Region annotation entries

----

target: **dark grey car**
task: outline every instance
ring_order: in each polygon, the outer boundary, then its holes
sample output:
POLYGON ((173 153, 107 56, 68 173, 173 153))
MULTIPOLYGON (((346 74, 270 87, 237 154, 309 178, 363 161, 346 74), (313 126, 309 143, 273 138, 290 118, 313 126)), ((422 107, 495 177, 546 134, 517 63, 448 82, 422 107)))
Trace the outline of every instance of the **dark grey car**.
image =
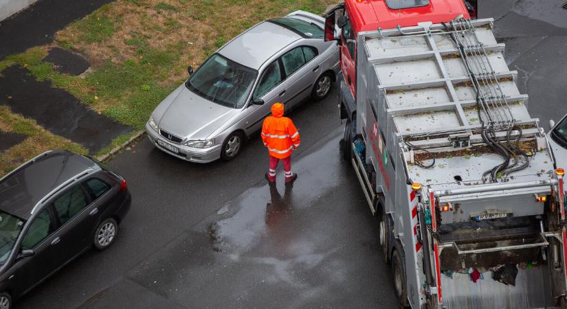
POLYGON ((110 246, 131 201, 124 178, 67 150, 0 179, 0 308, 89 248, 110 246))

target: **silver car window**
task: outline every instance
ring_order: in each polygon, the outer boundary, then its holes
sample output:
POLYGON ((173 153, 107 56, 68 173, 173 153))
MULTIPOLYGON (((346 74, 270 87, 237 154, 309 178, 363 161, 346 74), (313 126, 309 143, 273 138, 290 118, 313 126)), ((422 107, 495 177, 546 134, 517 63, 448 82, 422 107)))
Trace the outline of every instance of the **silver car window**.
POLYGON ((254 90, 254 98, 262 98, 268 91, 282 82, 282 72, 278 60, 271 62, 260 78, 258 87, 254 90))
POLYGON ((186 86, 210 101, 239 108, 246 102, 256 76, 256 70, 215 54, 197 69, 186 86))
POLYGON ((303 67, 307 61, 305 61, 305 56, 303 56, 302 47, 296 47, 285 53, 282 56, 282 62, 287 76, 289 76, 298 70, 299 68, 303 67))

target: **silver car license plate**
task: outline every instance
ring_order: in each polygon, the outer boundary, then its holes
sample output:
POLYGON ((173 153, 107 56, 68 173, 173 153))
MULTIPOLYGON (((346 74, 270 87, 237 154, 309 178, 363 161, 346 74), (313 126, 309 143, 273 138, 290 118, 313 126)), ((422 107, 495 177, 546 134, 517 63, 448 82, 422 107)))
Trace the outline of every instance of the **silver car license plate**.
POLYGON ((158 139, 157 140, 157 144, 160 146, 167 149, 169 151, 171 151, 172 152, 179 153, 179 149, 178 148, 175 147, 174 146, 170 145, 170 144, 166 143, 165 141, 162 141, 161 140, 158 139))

----

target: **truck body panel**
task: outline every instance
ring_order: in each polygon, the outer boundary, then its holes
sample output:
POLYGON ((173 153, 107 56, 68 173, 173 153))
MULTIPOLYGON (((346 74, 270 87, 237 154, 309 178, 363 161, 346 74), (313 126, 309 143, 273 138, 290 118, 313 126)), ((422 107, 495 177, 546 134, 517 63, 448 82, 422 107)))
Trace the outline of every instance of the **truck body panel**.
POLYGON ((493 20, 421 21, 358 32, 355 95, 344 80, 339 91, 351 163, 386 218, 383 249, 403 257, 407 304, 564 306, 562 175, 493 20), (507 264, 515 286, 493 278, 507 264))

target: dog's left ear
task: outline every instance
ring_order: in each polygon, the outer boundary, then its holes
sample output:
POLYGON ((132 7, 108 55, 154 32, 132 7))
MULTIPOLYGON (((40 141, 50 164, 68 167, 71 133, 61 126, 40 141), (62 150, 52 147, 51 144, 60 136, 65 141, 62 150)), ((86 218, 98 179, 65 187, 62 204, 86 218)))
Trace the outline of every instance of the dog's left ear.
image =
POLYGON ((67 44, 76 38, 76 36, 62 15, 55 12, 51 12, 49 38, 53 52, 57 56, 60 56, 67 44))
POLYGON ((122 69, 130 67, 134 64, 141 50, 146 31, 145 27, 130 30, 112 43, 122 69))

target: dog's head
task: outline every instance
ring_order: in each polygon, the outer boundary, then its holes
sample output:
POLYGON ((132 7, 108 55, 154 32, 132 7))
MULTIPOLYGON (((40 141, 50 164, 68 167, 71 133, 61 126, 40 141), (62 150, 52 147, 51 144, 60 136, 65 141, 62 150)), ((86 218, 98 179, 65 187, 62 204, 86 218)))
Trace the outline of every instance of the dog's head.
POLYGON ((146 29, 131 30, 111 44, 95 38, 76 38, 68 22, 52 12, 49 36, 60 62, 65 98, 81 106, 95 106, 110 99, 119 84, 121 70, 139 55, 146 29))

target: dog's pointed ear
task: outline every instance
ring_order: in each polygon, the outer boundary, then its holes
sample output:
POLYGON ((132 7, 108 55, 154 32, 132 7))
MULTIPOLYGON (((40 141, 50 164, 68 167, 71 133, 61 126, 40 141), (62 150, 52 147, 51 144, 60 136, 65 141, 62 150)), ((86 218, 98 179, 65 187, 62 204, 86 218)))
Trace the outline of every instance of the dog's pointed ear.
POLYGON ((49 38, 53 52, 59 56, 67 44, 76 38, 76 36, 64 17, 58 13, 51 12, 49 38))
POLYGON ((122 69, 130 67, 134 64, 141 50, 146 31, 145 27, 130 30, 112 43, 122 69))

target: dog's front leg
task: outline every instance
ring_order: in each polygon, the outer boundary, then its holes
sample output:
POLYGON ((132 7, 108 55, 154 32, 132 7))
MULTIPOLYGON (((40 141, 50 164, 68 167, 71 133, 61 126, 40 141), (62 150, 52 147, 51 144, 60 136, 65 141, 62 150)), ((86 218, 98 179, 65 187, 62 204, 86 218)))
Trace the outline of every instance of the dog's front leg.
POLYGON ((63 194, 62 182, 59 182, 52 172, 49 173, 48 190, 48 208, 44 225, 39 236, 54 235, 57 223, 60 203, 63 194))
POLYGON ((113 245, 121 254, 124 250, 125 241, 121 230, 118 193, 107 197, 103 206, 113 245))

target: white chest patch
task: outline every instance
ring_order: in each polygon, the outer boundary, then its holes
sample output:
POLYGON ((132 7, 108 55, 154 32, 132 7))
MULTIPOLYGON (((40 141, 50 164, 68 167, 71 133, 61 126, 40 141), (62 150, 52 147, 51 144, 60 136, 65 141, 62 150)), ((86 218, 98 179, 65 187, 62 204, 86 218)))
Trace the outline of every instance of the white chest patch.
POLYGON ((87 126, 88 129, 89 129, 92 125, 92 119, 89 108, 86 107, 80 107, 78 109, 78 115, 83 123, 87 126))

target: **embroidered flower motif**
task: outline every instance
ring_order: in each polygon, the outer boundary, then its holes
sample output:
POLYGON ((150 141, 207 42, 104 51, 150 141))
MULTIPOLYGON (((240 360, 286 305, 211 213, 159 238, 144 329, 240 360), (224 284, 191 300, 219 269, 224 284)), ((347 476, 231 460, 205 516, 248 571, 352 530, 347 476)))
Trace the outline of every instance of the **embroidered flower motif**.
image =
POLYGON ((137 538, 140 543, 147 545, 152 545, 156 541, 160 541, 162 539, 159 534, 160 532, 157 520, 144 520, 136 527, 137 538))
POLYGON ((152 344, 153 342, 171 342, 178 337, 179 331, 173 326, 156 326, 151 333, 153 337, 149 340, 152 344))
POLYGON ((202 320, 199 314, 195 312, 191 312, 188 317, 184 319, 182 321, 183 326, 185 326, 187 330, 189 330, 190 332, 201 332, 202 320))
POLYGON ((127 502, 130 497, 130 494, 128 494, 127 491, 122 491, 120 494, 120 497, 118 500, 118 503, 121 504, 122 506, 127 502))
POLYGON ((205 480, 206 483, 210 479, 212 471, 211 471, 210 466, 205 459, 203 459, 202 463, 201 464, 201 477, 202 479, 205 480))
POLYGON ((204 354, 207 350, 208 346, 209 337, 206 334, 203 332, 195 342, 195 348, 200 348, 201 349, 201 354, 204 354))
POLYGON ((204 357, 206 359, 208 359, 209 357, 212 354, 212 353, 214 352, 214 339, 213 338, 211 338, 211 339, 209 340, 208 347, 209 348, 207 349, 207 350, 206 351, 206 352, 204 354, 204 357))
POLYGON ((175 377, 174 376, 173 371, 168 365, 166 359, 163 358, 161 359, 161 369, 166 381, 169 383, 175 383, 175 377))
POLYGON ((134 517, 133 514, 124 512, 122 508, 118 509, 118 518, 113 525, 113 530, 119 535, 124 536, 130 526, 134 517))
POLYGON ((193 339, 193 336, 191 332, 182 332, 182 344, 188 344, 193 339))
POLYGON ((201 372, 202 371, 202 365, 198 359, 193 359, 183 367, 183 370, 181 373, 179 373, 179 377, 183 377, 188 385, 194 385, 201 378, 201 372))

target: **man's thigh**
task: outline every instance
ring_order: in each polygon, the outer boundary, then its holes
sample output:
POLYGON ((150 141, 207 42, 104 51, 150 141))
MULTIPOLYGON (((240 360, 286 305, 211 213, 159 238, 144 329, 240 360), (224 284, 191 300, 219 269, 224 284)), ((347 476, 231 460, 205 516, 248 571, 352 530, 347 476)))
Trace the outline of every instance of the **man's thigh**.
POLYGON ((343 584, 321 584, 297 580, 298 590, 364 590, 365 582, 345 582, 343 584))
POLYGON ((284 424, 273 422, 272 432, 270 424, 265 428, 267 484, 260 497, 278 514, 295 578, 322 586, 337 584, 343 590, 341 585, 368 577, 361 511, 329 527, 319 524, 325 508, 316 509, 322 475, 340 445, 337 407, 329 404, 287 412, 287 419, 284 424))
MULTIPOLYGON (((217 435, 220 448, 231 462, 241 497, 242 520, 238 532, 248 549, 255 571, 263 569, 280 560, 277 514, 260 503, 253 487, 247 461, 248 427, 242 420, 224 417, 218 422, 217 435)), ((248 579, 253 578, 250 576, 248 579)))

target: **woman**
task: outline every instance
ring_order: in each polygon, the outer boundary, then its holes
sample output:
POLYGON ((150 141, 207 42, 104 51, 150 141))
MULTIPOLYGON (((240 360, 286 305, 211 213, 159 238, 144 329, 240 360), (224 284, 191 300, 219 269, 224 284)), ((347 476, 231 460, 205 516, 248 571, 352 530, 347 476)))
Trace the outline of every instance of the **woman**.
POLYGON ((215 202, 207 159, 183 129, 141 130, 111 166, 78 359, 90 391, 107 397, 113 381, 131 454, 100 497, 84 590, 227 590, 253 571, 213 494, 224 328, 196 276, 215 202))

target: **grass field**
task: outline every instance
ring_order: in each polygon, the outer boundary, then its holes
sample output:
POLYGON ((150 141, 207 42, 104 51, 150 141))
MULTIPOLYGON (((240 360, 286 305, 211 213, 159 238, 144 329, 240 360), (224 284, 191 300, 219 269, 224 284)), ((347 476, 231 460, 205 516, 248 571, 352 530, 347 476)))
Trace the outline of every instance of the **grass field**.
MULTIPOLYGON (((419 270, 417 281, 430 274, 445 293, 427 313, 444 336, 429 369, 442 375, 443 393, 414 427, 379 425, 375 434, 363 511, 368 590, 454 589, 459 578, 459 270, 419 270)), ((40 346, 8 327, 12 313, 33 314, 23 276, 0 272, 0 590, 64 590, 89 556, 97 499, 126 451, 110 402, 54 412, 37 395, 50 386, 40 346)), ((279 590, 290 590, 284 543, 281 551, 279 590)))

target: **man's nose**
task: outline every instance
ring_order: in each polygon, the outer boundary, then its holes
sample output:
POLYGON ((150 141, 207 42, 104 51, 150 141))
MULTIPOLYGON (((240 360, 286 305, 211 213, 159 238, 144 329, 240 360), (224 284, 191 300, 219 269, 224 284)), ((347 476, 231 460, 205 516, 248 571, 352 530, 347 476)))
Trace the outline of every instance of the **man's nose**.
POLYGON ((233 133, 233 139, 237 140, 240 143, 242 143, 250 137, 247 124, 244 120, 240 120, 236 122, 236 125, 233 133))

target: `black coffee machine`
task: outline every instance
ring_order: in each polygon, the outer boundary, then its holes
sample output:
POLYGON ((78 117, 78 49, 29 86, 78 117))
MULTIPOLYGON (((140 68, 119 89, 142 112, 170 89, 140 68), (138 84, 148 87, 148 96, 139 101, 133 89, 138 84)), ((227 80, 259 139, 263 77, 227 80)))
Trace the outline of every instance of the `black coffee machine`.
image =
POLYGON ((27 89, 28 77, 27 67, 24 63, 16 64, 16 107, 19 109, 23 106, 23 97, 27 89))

----

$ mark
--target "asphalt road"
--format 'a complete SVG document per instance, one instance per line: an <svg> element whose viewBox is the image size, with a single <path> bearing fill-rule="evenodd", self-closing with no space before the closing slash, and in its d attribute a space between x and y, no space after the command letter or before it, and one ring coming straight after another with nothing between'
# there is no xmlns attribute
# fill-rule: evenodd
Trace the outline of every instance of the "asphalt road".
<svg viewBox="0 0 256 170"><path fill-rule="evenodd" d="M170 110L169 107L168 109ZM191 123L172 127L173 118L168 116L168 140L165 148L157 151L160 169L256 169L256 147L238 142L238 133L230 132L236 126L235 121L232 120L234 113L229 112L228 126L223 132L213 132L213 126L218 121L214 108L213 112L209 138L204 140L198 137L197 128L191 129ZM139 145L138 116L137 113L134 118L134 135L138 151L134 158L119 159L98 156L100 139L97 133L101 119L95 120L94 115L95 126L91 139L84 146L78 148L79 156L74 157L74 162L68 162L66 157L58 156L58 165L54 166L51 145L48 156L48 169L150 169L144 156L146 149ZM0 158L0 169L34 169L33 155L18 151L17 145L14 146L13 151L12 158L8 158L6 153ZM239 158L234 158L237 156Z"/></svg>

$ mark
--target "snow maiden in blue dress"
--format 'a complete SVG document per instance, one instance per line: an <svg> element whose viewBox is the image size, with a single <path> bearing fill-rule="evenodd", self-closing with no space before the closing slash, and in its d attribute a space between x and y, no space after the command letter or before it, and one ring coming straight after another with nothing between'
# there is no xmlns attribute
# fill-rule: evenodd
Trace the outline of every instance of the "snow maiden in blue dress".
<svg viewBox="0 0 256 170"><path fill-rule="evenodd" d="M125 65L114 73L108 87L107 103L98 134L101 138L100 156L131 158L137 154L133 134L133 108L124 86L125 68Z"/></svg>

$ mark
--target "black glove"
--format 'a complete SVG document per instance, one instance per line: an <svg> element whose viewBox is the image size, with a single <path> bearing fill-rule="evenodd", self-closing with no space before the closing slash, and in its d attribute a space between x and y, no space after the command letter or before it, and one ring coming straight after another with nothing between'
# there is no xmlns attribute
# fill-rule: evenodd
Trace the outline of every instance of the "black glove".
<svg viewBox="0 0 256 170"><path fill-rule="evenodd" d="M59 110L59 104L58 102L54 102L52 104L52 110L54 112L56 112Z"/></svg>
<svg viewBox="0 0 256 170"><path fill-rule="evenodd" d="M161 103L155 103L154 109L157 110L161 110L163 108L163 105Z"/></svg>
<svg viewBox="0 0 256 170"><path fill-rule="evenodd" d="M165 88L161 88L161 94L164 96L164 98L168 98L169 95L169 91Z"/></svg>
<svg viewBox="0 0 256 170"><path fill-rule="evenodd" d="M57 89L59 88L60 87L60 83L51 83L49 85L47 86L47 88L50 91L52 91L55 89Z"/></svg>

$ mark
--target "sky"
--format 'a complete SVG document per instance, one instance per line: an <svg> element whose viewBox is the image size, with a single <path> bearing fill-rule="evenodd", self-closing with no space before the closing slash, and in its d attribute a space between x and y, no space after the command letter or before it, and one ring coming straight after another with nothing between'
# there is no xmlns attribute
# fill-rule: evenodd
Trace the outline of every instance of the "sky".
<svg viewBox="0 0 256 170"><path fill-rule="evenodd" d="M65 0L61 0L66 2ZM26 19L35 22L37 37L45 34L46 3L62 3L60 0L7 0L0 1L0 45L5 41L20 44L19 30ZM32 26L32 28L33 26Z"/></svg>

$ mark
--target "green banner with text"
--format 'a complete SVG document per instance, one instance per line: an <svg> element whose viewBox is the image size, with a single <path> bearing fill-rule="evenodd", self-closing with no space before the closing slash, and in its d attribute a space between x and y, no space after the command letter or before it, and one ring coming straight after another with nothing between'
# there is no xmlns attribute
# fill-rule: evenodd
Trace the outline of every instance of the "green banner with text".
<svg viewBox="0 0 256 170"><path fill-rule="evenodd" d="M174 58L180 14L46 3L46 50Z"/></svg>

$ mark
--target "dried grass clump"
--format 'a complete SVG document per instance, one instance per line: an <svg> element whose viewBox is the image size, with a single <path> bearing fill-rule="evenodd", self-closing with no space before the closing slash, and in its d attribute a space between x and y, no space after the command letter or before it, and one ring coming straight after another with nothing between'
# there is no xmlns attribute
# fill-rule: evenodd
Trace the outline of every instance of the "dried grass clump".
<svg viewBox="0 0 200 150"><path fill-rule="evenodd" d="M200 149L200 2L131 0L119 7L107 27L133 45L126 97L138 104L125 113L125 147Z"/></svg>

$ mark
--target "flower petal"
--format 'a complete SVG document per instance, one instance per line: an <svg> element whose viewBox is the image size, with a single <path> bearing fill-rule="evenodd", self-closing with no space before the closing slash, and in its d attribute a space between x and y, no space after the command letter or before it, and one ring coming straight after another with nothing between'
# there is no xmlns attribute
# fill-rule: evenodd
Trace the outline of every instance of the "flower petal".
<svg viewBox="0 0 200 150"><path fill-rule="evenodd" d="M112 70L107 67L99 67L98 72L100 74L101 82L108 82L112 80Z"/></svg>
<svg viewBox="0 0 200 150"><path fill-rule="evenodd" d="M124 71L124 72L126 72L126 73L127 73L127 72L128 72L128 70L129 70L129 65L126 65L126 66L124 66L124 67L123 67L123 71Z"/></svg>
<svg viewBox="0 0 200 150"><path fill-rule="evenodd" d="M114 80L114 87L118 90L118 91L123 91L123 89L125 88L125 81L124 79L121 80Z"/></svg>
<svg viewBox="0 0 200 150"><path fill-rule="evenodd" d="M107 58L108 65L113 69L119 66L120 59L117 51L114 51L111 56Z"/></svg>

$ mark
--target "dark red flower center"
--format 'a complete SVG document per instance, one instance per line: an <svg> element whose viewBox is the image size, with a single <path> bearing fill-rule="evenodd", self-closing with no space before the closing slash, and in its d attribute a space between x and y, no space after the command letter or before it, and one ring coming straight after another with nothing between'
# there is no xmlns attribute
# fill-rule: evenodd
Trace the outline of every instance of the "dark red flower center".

----

● TO DO
Copy the data above word for word, starting at the line containing "target: **woman**" and ending at the line containing "POLYGON ((215 202, 207", both lines included.

● COMPLETE OUTPUT
target: **woman**
task: outline every instance
ring_order: in each polygon, the outer boundary, then its holes
sample output:
POLYGON ((150 141, 207 42, 104 51, 150 141))
MULTIPOLYGON (((240 360, 286 305, 211 213, 159 238, 144 329, 240 360), (224 284, 191 300, 219 269, 224 284)), ((347 476, 231 460, 205 516, 248 571, 352 530, 347 476)))
Trace the outline of every instance of the **woman**.
POLYGON ((215 202, 207 159, 183 129, 141 130, 111 166, 78 359, 90 391, 107 397, 113 381, 131 454, 100 497, 84 590, 227 590, 253 571, 213 494, 224 328, 196 276, 215 202))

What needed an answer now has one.